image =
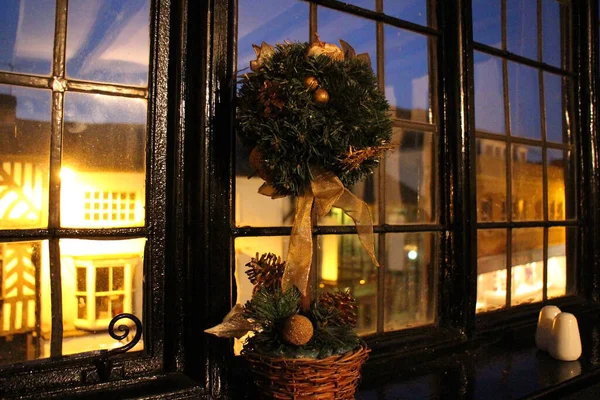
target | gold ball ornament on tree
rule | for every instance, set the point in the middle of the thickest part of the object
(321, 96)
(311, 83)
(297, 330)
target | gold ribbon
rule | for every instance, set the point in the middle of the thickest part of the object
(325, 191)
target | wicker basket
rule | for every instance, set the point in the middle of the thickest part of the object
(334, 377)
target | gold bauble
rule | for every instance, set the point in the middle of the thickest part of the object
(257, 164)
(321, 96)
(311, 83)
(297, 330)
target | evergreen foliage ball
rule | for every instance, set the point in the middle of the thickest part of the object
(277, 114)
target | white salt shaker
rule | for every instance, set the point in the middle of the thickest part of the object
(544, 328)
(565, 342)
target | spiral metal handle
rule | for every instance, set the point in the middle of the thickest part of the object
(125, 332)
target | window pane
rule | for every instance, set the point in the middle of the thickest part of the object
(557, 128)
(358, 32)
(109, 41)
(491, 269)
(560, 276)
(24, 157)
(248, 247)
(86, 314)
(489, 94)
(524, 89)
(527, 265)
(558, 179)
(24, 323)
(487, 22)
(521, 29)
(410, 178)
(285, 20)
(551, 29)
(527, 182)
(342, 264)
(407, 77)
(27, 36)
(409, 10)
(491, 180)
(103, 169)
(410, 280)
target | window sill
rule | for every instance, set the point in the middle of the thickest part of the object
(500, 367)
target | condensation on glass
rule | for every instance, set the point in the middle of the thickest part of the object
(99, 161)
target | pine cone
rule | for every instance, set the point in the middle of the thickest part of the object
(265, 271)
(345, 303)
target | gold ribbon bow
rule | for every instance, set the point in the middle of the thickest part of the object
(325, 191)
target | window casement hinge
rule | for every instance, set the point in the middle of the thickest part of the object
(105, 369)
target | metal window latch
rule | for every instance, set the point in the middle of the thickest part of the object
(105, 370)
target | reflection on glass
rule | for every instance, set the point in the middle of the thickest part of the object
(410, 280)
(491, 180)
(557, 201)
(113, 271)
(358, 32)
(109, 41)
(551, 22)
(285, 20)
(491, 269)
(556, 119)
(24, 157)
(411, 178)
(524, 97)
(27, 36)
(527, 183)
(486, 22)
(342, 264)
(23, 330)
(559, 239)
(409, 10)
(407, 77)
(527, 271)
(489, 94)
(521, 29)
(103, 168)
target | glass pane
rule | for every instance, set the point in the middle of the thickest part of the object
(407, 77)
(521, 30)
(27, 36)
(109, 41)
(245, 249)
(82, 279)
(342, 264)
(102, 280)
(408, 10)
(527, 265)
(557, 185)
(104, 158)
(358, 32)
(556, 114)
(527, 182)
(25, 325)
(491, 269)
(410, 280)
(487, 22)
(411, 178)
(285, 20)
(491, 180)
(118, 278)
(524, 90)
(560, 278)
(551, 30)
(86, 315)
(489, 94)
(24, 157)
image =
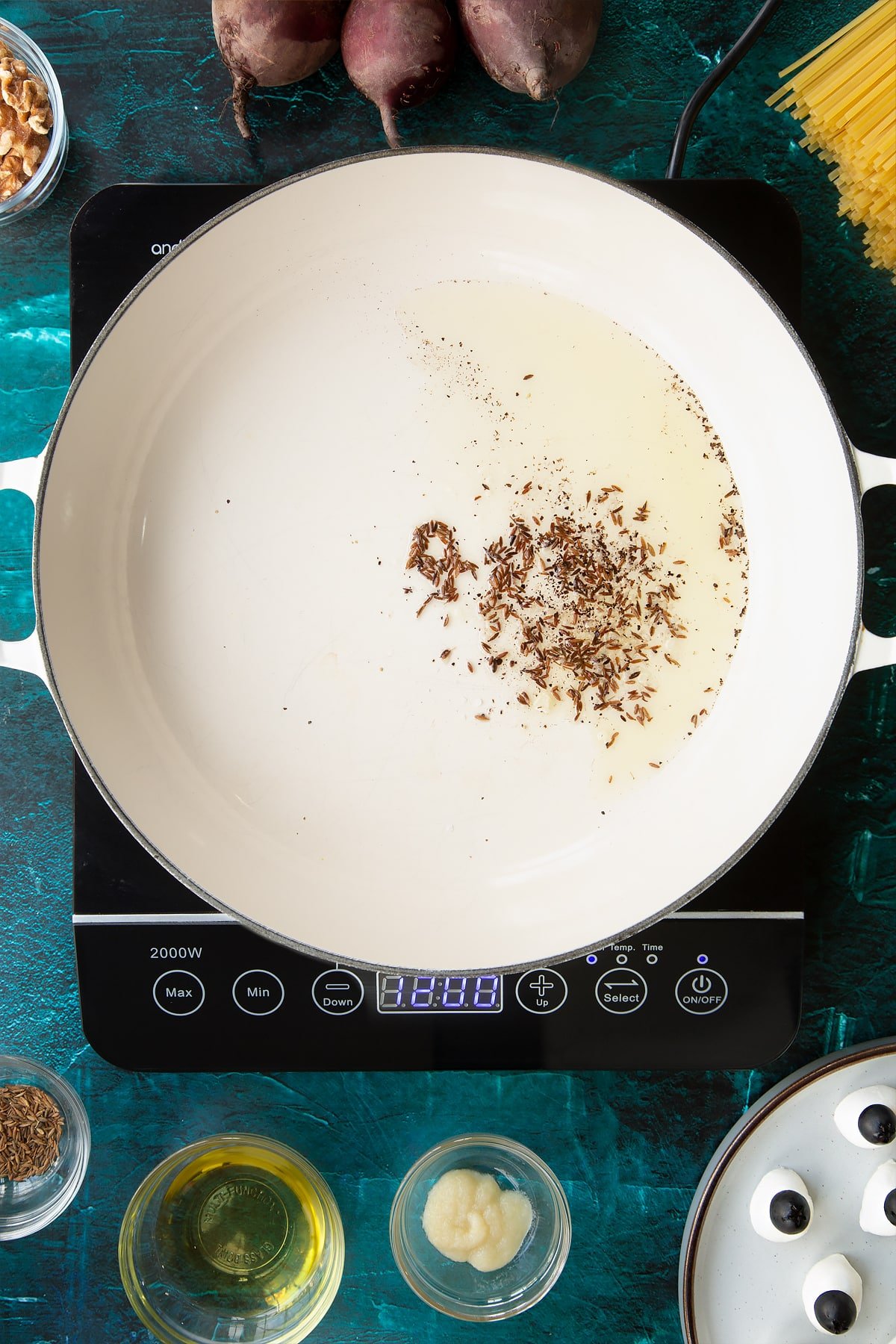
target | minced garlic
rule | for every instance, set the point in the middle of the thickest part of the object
###
**Problem statement**
Working from the records above, write out verbatim only the lines from the line containing "target | window pane" through the line containing "target | pine cone".

**Written answer**
target | window pane
rule | for every instance, set the point in the middle of the thickest part of the object
(557, 128)
(358, 32)
(109, 41)
(491, 269)
(560, 276)
(24, 157)
(248, 247)
(86, 314)
(489, 94)
(524, 89)
(527, 265)
(558, 179)
(24, 323)
(487, 22)
(521, 29)
(410, 178)
(285, 20)
(551, 29)
(527, 182)
(342, 264)
(407, 77)
(27, 36)
(409, 10)
(491, 180)
(103, 169)
(410, 280)
target | window sill
rule | for every instance, set the point in the middle of the thickest part of the object
(500, 367)
target | condensation on glass
rule | for every instance, set the point in the middle of the thickest part of the object
(99, 161)
target | pine cone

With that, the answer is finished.